→ The task
Output the items below as a Markdown table with the columns "Row" and "Line text," from the start of the items up to and including the line with "x=434 y=188". Give each line its row number, skip blank lines, and leave the pictures out.

+++ Material supplied +++

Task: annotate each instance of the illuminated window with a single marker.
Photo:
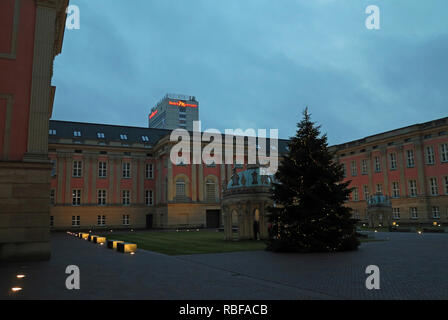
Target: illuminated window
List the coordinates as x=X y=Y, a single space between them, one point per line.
x=102 y=197
x=126 y=170
x=436 y=212
x=126 y=220
x=76 y=197
x=364 y=166
x=210 y=190
x=434 y=188
x=52 y=198
x=149 y=197
x=430 y=155
x=126 y=197
x=414 y=213
x=354 y=169
x=395 y=189
x=396 y=213
x=355 y=194
x=149 y=172
x=412 y=188
x=102 y=169
x=77 y=169
x=101 y=220
x=444 y=152
x=53 y=168
x=180 y=188
x=410 y=158
x=344 y=171
x=379 y=188
x=76 y=221
x=366 y=192
x=393 y=161
x=377 y=164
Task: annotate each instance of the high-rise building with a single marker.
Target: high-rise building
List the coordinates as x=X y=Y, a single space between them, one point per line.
x=175 y=111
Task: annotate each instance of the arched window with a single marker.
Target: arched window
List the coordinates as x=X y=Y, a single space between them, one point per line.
x=210 y=190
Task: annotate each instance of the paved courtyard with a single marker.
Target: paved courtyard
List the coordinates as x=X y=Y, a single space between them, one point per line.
x=412 y=266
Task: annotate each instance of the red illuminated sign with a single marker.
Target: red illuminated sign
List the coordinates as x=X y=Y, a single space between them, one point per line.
x=182 y=104
x=153 y=114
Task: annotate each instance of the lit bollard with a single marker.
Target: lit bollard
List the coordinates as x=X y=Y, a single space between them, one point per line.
x=112 y=244
x=126 y=247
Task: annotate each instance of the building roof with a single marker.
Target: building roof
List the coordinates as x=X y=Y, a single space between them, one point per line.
x=91 y=131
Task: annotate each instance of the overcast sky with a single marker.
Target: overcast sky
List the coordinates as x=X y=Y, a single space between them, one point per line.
x=258 y=63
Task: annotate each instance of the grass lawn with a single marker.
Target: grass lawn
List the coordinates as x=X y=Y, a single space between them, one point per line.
x=193 y=242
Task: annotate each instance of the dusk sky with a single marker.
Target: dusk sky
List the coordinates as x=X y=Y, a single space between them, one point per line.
x=258 y=63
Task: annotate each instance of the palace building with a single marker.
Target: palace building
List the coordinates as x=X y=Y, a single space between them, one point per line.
x=31 y=35
x=408 y=165
x=113 y=177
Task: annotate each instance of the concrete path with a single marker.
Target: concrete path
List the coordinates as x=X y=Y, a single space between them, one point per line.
x=412 y=267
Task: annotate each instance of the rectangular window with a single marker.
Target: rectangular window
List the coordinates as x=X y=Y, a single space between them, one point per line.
x=444 y=152
x=354 y=169
x=396 y=213
x=393 y=161
x=355 y=194
x=77 y=169
x=344 y=170
x=377 y=164
x=445 y=182
x=149 y=197
x=52 y=192
x=102 y=169
x=102 y=197
x=366 y=192
x=126 y=220
x=412 y=188
x=395 y=189
x=126 y=197
x=76 y=199
x=410 y=158
x=53 y=168
x=414 y=213
x=76 y=221
x=364 y=166
x=430 y=155
x=126 y=170
x=101 y=220
x=149 y=172
x=433 y=187
x=436 y=212
x=379 y=188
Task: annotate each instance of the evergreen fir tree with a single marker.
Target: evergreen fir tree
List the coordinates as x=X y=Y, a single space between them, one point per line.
x=309 y=213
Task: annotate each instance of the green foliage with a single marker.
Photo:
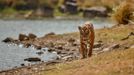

+++

→ Complete output
| Row | Line text |
|---|---|
| 1 | Task: annotate each instance of the illuminated window with a single marker. |
| 2 | Photo: |
| 3 | Target: illuminated window |
| 4 | List the coordinates as x=X y=Y, a single space between them, one point per line. |
| 5 | x=102 y=197 |
| 6 | x=126 y=170 |
| 7 | x=436 y=212 |
| 8 | x=126 y=220 |
| 9 | x=76 y=197 |
| 10 | x=364 y=166 |
| 11 | x=210 y=190 |
| 12 | x=434 y=188 |